Set exercise: Quote the records below word for word, omitting the pictures.

╭─ Data records

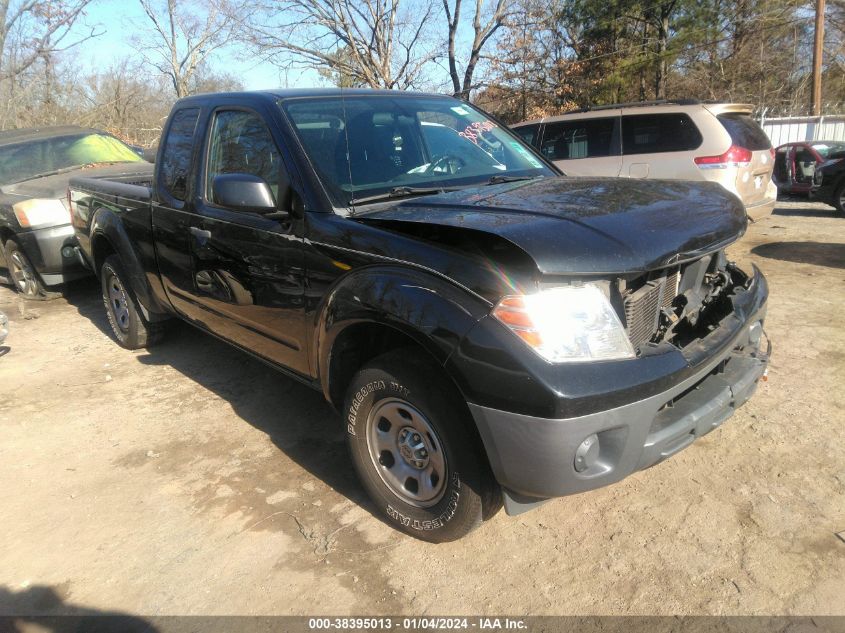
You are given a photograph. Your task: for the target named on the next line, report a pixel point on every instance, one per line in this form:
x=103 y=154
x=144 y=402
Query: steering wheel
x=448 y=163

╰─

Response:
You are given a photograph. Your task: for the target named on the next line, report a pixel point on every instance, one per line in this form:
x=103 y=154
x=144 y=402
Query: steering wheel
x=448 y=163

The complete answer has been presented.